(EXERCISE DATA Opens)

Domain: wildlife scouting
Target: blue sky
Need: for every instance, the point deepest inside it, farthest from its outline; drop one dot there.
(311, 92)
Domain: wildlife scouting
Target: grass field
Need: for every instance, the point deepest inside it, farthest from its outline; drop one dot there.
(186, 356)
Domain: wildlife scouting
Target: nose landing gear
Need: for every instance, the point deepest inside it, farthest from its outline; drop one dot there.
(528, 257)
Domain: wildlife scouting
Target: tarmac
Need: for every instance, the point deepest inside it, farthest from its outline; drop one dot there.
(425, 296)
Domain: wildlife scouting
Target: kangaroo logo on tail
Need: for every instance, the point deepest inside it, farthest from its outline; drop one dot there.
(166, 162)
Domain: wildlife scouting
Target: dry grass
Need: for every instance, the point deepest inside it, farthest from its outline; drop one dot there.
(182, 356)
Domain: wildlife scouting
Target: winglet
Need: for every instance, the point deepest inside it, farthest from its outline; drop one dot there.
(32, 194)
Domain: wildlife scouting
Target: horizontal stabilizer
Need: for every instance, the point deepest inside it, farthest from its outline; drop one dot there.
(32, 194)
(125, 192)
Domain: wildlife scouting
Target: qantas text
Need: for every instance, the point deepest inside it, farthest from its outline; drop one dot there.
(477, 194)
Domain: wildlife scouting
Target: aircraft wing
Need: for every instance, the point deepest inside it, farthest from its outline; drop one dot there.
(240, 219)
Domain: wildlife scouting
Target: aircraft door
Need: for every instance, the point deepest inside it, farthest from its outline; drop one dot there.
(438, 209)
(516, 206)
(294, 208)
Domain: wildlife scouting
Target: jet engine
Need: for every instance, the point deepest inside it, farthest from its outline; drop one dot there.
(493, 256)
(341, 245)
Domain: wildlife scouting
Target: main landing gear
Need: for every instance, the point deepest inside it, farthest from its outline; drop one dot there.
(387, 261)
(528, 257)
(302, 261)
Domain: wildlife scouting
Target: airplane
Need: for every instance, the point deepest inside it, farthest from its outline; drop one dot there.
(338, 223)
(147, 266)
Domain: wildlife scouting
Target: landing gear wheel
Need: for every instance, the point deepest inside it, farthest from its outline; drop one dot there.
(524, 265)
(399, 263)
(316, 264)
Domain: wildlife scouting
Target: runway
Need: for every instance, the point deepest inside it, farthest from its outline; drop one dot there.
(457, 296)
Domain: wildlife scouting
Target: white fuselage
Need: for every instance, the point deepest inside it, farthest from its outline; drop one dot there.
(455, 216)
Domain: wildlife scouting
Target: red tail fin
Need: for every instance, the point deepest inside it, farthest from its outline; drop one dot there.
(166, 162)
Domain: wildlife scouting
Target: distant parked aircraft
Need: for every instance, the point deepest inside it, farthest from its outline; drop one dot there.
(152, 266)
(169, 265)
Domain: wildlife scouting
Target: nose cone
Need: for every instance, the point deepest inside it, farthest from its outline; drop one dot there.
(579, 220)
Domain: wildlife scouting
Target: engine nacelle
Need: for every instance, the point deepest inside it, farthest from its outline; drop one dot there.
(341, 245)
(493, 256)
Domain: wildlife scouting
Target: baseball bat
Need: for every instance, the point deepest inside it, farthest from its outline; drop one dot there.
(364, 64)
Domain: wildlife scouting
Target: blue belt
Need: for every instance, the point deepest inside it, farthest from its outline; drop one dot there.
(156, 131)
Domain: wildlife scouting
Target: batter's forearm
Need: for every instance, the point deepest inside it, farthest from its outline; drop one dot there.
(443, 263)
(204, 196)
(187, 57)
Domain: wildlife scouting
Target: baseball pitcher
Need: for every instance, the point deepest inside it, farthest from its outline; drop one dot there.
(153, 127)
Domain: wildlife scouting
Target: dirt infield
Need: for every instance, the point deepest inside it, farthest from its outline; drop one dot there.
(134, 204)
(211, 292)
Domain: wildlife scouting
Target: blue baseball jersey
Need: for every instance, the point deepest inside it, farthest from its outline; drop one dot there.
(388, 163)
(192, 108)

(EXERCISE DATA Closes)

**REQUIREMENT**
Transcribe the records. Keep every word exactly as it stands.

**YOUR SOLUTION**
Domain: wildlife scouting
Target: blue sky
Need: for every instance, the point deepest inside it, farthest from its outline; drop one dot there.
(311, 92)
Domain: wildlife scouting
Target: grass field
Need: for every instance, the point deepest inside it, farthest from its outline; drop one dot there.
(186, 356)
Domain: wildlife scouting
Target: nose landing gear
Need: for every instance, the point deepest inside it, farthest from its outline; drop one dot there.
(528, 257)
Domain: wildlife scouting
Target: tarmac
Need: for every instance, the point deepest inside it, farthest from its outline; drop one dot there.
(425, 296)
Domain: wildlife scouting
Target: kangaroo logo on tail
Need: for every instance, the point deepest inside it, farthest from its outline; drop one dot there.
(166, 162)
Domain: wildlife scouting
Target: dry grass
Need: for every instance, the point deepest inside it, farthest from its outline; drop one dot there.
(182, 356)
Domain: wildlife scouting
Target: winglet
Need: for every instance, the point deepest inside it, farthest from its outline; drop one dot there.
(32, 194)
Domain: wildlife scouting
Target: horizontal stabilizer
Need: for every instance, the point deepest inside it, farthest from its outline; drop one dot there.
(32, 194)
(125, 192)
Domain: wildlife scouting
Target: qantas text
Need: for every instance, the point deepest inside it, farthest from its outline; drop one dot there.
(477, 194)
Domain: wildlife scouting
Target: aircraft wing
Need: for every instance, the point deepest inside it, farthest from its outline; drop one dot there.
(240, 219)
Domain: wildlife scouting
Target: aircraft door
Need: for every instance, the point deepest inside it, farthest from its outline; drop one dot there.
(438, 209)
(516, 206)
(294, 208)
Domain: wildlife scouting
Target: jet engine
Need: for every instance, the point deepest inside it, farthest from its outline; drop one dot there.
(493, 256)
(341, 245)
Domain: wildlife scouting
Target: main landing gear
Need: for every instance, the point deepest inside it, farthest from its outline; drop one dot there.
(387, 261)
(528, 257)
(302, 261)
Domain: wildlife scouting
Target: airplane
Need: for every instance, the point deepest inside it, farthest from its outline; drop one dot there.
(338, 223)
(147, 266)
Domain: wildlife scouting
Target: landing gear wheel
Need: for every instance, the point deepest inside it, farthest from its outline; drop one dot there.
(524, 265)
(399, 263)
(316, 264)
Domain: wildlife scouting
Target: runway
Need: for every instance, the point deepest inside it, farthest from its outline; drop one dot there.
(457, 296)
Domain: wildlife scouting
Target: white fuselage
Need: for every instance, the point deepest inside it, farthest from its outline; drop one dot there.
(455, 216)
Domain: wildlife scouting
Target: red tail fin
Need: for every instance, the point deepest inside it, farthest from its outline; drop one dot there.
(166, 162)
Domain: wildlife scouting
Target: distant parked aircraft
Need: for every instance, the point deepest inside it, farthest from its outline; drop one dot there.
(152, 266)
(169, 265)
Domain: wildlife scouting
Target: nose cone
Need: for every instance, the point deepest inside it, farthest from its outline; drop one dot there.
(579, 220)
Domain: wildlife scouting
Target: engine nacelle
Need: for every instance, the point deepest inside it, farthest from its outline; drop one dot there.
(341, 245)
(493, 256)
Domain: wildlife scouting
Target: baseball bat
Need: for every instance, the point deepest inside it, farthest from its outline; drop one dot there.
(364, 64)
Domain: wildlife scouting
Target: blue belt
Need: for every instance, the point deepest inside it, farthest from its outline; drop one dot there.
(156, 131)
Domain: wildlife scouting
Target: batter's forearm
Need: for every instance, the point deepest inside it, farthest from its outline; drop one dot there.
(443, 263)
(204, 196)
(187, 57)
Domain: wildlife scouting
Target: baseball pitcher
Need: for every instance, the point deepest inside it, farthest from its outline; drop one dot there.
(153, 127)
Domain: wildlife scouting
Target: dirt infield
Need: for every instance, the point deepest inside it, farthest from its outline; drop one dot there.
(134, 204)
(211, 292)
Domain: wildlife scouting
Target: blue baseball jersey
Need: for every instance, the point deepest inside it, farthest from its outline; drop one dot there.
(388, 163)
(192, 108)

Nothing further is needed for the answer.